▶ Dataset extract:
* * * * * * *

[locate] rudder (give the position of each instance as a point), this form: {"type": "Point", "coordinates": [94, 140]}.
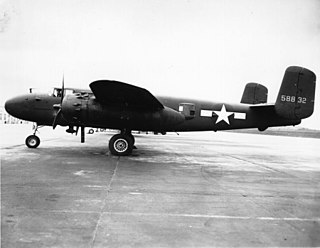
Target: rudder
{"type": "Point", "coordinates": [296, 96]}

* * * * * * *

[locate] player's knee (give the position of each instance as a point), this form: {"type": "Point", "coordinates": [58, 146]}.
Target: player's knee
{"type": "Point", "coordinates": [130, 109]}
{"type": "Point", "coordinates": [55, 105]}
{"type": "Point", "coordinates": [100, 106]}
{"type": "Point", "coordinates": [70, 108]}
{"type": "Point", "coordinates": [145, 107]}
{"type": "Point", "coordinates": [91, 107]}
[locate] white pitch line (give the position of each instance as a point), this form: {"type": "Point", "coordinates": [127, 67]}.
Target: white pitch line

* * * * * * *

▶ What you are asked to do:
In the entries above, find the line with "[locate] white pitch" and the line with "Target: white pitch line", then restate word for word both of them and every line between, with nothing more.

▶ Result:
[locate] white pitch line (give the position of each instance as a point), this form: {"type": "Point", "coordinates": [127, 67]}.
Target: white pitch line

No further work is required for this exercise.